▶ **Dataset records**
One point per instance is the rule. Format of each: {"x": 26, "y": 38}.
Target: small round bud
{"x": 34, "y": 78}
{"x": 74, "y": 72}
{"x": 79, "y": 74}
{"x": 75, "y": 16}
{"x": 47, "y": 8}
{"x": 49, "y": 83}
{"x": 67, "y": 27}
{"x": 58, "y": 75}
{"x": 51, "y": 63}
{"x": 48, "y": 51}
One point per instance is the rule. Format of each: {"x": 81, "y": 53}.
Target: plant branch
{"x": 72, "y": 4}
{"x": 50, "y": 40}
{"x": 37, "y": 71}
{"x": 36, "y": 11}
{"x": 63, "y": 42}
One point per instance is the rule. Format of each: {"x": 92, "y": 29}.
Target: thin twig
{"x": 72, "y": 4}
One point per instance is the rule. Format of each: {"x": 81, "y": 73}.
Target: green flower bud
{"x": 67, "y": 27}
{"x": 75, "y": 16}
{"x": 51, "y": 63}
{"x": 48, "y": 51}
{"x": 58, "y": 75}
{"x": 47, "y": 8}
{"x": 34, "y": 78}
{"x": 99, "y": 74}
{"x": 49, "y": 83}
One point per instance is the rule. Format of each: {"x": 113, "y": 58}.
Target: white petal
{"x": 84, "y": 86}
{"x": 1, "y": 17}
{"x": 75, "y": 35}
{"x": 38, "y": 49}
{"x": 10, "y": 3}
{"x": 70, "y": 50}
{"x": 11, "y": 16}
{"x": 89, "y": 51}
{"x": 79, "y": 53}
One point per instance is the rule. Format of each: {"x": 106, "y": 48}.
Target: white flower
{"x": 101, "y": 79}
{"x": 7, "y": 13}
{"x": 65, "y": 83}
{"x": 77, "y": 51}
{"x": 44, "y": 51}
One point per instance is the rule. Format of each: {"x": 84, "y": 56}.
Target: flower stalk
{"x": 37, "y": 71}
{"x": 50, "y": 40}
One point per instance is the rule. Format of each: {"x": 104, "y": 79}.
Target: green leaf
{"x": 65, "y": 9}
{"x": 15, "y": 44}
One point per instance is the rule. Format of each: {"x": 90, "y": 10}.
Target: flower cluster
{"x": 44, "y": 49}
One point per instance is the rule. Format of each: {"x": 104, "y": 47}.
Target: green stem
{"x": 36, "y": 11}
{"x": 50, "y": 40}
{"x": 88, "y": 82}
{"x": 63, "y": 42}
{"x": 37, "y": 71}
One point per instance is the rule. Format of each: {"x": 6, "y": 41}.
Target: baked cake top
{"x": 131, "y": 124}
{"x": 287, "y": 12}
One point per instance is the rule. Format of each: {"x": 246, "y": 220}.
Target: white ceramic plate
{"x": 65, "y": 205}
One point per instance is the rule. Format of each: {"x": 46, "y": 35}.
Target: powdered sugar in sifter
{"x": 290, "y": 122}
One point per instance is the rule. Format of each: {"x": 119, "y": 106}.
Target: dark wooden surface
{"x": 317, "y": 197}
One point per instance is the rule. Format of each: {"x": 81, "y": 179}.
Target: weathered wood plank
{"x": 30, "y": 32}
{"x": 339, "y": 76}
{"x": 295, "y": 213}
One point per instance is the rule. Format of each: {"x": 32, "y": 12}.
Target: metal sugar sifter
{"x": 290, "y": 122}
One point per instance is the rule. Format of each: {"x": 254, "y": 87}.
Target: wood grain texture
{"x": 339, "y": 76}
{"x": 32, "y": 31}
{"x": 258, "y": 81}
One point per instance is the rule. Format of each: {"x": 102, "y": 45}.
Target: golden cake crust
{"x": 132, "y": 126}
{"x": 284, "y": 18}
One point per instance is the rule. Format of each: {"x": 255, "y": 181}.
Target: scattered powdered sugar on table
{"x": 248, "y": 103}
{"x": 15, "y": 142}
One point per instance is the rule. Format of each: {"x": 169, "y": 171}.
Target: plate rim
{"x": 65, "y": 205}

▶ **Job**
Type out the whole listing above again, exactly as it stands.

▶ **Exercise solution**
One point per instance is the rule. Format of each: {"x": 26, "y": 38}.
Target: small round bud
{"x": 34, "y": 78}
{"x": 74, "y": 72}
{"x": 79, "y": 74}
{"x": 75, "y": 16}
{"x": 47, "y": 8}
{"x": 49, "y": 83}
{"x": 67, "y": 27}
{"x": 58, "y": 75}
{"x": 51, "y": 63}
{"x": 48, "y": 51}
One point per instance is the rule. Format of each: {"x": 81, "y": 53}.
Target: plant branch
{"x": 72, "y": 4}
{"x": 50, "y": 40}
{"x": 37, "y": 71}
{"x": 36, "y": 11}
{"x": 63, "y": 42}
One point per instance is the rule. Format of each: {"x": 92, "y": 29}.
Target: thin twig
{"x": 72, "y": 4}
One point per instance is the rule. Format of each: {"x": 81, "y": 73}.
Target: green flower bud
{"x": 67, "y": 27}
{"x": 75, "y": 16}
{"x": 51, "y": 63}
{"x": 48, "y": 51}
{"x": 58, "y": 75}
{"x": 47, "y": 8}
{"x": 34, "y": 78}
{"x": 99, "y": 74}
{"x": 49, "y": 83}
One point per instance is the rule. Format of each: {"x": 113, "y": 58}.
Target: white petal
{"x": 84, "y": 86}
{"x": 1, "y": 17}
{"x": 75, "y": 35}
{"x": 38, "y": 49}
{"x": 10, "y": 3}
{"x": 70, "y": 50}
{"x": 11, "y": 16}
{"x": 89, "y": 51}
{"x": 79, "y": 53}
One point per instance is the rule. Format of each: {"x": 106, "y": 48}.
Target: white flower
{"x": 101, "y": 79}
{"x": 7, "y": 13}
{"x": 65, "y": 83}
{"x": 77, "y": 51}
{"x": 44, "y": 51}
One point per instance is the rule. Format of each: {"x": 84, "y": 56}.
Target: flower stalk
{"x": 37, "y": 71}
{"x": 50, "y": 40}
One point per instance is the rule. Format of each: {"x": 104, "y": 79}.
Target: green leaf
{"x": 65, "y": 9}
{"x": 15, "y": 44}
One point per instance is the rule. Format of each: {"x": 90, "y": 10}.
Target: flower cluster
{"x": 44, "y": 49}
One point per instance is the rule. Format of each: {"x": 104, "y": 47}.
Target: green stem
{"x": 36, "y": 11}
{"x": 50, "y": 40}
{"x": 88, "y": 82}
{"x": 63, "y": 42}
{"x": 37, "y": 71}
One point per instance is the rule. Format of each: {"x": 6, "y": 41}.
Target: baked cake top
{"x": 131, "y": 124}
{"x": 287, "y": 12}
One point per instance is the rule. Format of each: {"x": 246, "y": 220}.
Target: white ceramic plate
{"x": 65, "y": 205}
One point per instance is the rule. Format of each: {"x": 46, "y": 35}.
Target: powdered sugar in sifter
{"x": 290, "y": 122}
One point per instance is the rule. Format of each: {"x": 119, "y": 106}.
Target: dark wooden surface
{"x": 317, "y": 197}
One point per instance is the rule. Format of each: {"x": 81, "y": 179}.
Target: weathered wood plank
{"x": 30, "y": 32}
{"x": 339, "y": 76}
{"x": 295, "y": 213}
One point per instance is the rule. Format of each: {"x": 32, "y": 12}.
Target: metal sugar sifter
{"x": 290, "y": 122}
One point per instance is the rule. Format of each: {"x": 254, "y": 87}.
Target: wood grain texture
{"x": 339, "y": 76}
{"x": 32, "y": 31}
{"x": 258, "y": 81}
One point per instance is the rule. Format of each: {"x": 102, "y": 45}.
Target: golden cake crust
{"x": 132, "y": 126}
{"x": 284, "y": 18}
One point per instance is the rule. Format of each: {"x": 255, "y": 181}.
Target: scattered powdered sugar on table
{"x": 248, "y": 103}
{"x": 15, "y": 142}
One point per instance is the rule. Format of each: {"x": 169, "y": 171}.
Target: plate rim
{"x": 65, "y": 205}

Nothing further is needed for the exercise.